Written problem = Write the next part of the forum thread about SMR hard drives slowing a TELLICast receiver, starting right after its final sentence.

Excerpt to read =
Topics

Who has problems with Shingled Magnetic Recording (SMR) Hard Drives?


Ernst Lobsiger
 

Dear All

For some weeks now I am testing a new design of my TELLICast receivers. Instead of my 12 years
old Fujitsu/Siemens Esprimo P7935 (Processor Core2 Duo) I took a smaller 7 years DELL Optiplex
7010 SFF (Processor I5). In both receivers I use a WD-Blue 1TB hard drive as data disk. As the
DELL 7010 is SFF I use the 2.5'' HDD while in my minitower P7935 I have always used 3.5'' HDDs.

I have tmp and received data on Data HDD which has worked fine with GNU/Linux amd64 TC clients.

This is my problem: After a good start the DELL PC always runs into big trouble with I/O-Waits.
I have now tried all my tricks like ext4fs without journal and mount option noatime for speed.

I can only run the DELL receiver when I put tmp and received on a RAM disk and immediately
remove files when complete. This is not exactly what a TELLICast receiver should look like :-\ ...

Today I came accross a link that *might* reveal the cause of my problems. I noted that the new
WD-Blue 1TB 2.5'' HDD uses SMR while the WD-Blue 3.5'' 1TB HDD uses CMR recording technology.

SMR is rather new stuff and has not been disclosed in data sheets until recently. I found these links:

https://www.tomshardware.com/news/wd-lists-all-drives-slower-smr-techNOLOGY

https://toshiba.semicon-storage.com/ap-en/company/news/news-topics/2020/04/storage-20200428-1.html

I also studied the (software) Linux RAID Wiki and they say frankly forget SMR for RAID setups.

https://raid.wiki.kernel.org/index.php/Linux_Raid


I attach a timeline that shows how those I/O-Waits slowly build up and after days finally stall the bare DELL
receiver while my much weaker Fujitsu/Siemens even processes all Sentinel 3A+3B EFR images for month.


As we go towards MTG we will upgrade Data HDDs of sometimes even use a NAS as receiver. MY QUESTION:


Is there somebody out there that has had similar TC problems with consumer grade Data HDDs?
If so, can this person please check whether this could be due to SMR technology of this HDD?


Best regards
Ernst



Christoph Neuhaus
 

Dear Ernst,

TLDR: give dm-zoned a try.


Is there somebody out there that has had similar TC problems with consumer grade Data HDDs?
If so, can this person please check whether this could be due to SMR
technology of this HDD?
Unfortunately I cannot answer these questions directly. Instead I can offer some thoughts as a work colleague had the "privilege" to replace all the disks in a pretty huge NAS because of the WD SMR crap. And at the bottom you'll find two possible workarounds for your use case.


Before we dive into the mess that SMR is I assume that you checked the SMART values. In particular, the unload / load count is interesting. Modern hard disks, especially if they are designed for the use in mobile devices tend to have an aggressive energy management which leads to a lot of unload / load cycles. I guess your 2.5" disk falls into that category. In earlier times it was possible to tune some parameters with 'hdparm' even on consumer grade hardware - I don't know if this is still the case. Maybe it would help to turn off the energy management and see what happens.

Entries supplied =
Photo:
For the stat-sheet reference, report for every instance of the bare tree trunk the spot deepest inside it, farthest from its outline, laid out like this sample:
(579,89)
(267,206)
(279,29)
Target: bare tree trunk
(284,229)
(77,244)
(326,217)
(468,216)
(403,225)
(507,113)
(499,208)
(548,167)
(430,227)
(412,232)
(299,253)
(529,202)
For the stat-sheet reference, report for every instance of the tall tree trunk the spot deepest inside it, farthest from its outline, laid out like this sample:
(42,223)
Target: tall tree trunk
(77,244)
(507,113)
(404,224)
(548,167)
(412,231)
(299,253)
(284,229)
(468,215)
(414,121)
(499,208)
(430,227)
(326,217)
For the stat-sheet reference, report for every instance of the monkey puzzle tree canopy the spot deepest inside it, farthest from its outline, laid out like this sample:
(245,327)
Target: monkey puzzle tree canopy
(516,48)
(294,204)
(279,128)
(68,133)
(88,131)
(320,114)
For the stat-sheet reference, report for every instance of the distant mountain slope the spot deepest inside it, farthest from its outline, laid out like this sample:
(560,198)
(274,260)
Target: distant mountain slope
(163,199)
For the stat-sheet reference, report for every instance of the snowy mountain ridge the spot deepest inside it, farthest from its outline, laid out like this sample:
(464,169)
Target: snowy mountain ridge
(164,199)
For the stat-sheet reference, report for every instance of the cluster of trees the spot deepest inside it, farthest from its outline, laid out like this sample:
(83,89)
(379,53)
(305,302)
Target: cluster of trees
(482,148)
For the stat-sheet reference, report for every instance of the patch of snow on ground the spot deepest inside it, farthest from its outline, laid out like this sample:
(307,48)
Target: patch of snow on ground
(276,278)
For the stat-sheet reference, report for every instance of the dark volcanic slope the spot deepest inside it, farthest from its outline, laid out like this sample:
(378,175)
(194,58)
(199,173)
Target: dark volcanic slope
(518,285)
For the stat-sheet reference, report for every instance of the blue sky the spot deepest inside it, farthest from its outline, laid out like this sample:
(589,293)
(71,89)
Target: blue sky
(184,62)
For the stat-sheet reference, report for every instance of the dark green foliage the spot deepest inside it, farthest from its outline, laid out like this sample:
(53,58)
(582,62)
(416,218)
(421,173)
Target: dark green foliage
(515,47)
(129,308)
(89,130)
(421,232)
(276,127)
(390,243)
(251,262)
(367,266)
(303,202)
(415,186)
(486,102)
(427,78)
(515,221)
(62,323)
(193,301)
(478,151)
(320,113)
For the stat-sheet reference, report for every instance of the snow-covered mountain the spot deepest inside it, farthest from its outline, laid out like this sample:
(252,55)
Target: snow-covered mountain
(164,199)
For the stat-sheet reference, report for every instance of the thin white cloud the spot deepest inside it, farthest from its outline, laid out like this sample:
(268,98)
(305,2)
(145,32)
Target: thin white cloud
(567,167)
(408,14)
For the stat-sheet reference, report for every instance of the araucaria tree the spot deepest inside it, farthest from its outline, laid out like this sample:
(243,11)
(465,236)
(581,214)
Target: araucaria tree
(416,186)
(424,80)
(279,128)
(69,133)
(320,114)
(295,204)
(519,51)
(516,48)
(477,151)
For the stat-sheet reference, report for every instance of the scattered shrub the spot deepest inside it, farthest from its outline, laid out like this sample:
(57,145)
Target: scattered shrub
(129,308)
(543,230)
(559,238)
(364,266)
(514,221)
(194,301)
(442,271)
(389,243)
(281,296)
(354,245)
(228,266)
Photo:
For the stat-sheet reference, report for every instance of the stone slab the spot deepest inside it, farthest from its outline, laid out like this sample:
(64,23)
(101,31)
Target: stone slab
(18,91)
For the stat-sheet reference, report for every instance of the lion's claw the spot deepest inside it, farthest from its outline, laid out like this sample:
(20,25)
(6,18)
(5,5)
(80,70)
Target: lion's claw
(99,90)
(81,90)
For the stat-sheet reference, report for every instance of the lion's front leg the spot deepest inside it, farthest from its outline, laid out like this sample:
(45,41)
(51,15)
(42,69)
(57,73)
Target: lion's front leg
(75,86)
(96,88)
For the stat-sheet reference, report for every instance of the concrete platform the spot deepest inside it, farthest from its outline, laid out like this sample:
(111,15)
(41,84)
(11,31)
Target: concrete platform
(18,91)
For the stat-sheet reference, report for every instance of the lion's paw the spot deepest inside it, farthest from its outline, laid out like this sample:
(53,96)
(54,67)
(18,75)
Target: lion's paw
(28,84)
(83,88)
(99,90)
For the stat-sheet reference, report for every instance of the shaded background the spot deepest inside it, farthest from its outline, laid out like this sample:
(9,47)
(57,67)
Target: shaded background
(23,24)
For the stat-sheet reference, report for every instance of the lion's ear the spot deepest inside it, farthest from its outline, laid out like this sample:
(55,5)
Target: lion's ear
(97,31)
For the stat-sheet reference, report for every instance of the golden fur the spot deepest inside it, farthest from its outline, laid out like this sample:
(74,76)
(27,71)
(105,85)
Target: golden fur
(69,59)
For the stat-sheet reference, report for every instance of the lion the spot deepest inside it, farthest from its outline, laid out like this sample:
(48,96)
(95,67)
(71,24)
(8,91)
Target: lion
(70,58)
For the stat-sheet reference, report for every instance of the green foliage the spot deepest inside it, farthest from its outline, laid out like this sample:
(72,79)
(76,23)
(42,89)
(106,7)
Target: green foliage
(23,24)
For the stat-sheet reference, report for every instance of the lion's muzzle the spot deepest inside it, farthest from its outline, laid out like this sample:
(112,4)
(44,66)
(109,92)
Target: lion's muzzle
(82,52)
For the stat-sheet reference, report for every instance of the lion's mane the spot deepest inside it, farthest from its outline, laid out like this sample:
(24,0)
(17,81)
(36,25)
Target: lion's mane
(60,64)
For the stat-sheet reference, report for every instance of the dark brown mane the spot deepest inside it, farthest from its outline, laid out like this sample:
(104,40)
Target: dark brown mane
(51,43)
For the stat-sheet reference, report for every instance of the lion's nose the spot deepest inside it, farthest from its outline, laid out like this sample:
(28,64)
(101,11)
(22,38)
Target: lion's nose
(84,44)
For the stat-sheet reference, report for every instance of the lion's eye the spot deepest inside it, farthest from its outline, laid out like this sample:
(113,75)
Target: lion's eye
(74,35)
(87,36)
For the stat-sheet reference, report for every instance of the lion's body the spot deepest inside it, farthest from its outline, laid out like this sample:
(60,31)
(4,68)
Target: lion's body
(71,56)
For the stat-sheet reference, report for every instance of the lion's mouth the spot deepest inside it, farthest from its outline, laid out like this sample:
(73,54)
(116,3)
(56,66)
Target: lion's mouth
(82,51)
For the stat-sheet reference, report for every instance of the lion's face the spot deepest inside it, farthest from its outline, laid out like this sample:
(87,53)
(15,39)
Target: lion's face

Result =
The problem with the SMR technology is that it works fine only as long as you mainly have write once / read many data. If you want to use it for continuous and repeating write operations you are in a bad spot very quickly, all the more so if you want to overwrite old data.

The reason is the S in SMR: shingled. The data are put to the disks like shingles on a roof, and like those if you want to replace some the disk has to tamper with the surrounding shingles as well. Of course those SMR disks have a cache where they can put the old shingles that may not be overwritten, but if you write a lot of data that buffer will be exhausted resulting in long i/o wait states.

This leads to the reason why NAS manufacturers like Synology removed the WD RED disks with SMR technology from their compatibility lists even though WD advertises the disks as suited for the use in NAS devices. The NAS disk controllers react to overly long i/o waits and eject the disks from RAIDs, leading to a whole bunch of problems and work for users and admins.


I cannot say for sure if your issues are solely caused by the SMR disk, but due to the nature of the EUMETCast data stream it seems likely. Another factor might be ext4 as the filesystem does not know about the SMR "specialties". However, there are workarounds for your Debian / Devuan systems.

For once there is a new filesystem called ZoneFS which specialises on SMR disks (and other so-called zone based devices); unfortunately I don't know if it is available for Debian as it was intended to become a part of the 5.6 kernel.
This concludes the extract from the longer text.